[start]

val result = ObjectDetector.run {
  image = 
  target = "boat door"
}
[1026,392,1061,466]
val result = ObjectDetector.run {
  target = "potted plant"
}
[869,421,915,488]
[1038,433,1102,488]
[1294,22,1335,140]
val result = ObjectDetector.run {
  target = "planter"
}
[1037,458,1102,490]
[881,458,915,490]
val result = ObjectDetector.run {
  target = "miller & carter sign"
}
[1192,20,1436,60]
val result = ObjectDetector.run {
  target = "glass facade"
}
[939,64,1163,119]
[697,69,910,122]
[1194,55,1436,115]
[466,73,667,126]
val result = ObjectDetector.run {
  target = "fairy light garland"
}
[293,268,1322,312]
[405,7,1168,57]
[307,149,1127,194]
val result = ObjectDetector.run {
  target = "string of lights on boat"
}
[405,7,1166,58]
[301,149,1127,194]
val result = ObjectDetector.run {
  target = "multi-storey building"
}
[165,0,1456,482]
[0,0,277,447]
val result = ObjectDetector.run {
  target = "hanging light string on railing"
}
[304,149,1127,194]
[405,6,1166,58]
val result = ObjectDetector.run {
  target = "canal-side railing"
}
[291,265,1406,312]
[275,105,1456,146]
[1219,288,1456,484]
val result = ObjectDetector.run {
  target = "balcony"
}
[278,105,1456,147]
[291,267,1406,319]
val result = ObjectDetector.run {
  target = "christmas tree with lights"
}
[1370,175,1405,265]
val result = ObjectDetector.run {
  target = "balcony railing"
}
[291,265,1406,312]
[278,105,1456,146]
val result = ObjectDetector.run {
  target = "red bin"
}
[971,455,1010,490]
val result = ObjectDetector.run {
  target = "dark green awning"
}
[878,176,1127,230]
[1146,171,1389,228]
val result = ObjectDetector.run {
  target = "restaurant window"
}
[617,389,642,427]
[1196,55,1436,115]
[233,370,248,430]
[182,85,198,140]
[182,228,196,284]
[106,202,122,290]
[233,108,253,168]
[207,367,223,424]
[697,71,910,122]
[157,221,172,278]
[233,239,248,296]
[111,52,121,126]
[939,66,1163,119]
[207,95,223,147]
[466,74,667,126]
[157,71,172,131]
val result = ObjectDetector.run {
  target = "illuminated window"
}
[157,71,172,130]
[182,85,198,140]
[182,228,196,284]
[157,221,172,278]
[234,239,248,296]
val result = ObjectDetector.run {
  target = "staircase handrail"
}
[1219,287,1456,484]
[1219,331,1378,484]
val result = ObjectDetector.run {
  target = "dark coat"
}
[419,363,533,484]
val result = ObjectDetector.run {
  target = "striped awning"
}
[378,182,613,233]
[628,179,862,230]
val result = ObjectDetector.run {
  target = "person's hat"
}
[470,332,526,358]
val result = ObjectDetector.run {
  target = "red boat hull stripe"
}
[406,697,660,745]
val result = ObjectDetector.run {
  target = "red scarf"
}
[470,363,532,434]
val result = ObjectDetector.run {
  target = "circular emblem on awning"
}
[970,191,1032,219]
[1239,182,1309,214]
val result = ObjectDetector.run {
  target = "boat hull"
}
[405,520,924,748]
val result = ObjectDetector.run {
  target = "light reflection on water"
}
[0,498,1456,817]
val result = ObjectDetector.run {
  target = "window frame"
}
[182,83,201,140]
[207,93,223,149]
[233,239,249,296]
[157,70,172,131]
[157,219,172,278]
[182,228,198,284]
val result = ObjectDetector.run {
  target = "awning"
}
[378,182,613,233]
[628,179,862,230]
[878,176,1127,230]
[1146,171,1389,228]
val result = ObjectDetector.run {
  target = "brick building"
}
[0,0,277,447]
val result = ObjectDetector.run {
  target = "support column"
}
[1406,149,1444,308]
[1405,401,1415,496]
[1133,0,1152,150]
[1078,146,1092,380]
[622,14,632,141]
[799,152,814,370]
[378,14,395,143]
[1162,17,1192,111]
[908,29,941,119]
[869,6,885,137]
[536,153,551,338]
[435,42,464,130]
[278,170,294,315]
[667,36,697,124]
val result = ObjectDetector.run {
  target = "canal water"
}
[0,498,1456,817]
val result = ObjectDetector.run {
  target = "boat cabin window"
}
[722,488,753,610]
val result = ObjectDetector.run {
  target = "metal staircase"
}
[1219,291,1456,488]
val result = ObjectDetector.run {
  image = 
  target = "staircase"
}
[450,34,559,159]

[end]

▶ _EXERCISE DESCRIPTION_
List every line above that contains the word "awning".

▶ _RESULT_
  target = "dark green awning"
  target = "striped awning"
  target = "circular emblem on awning"
  target = "awning"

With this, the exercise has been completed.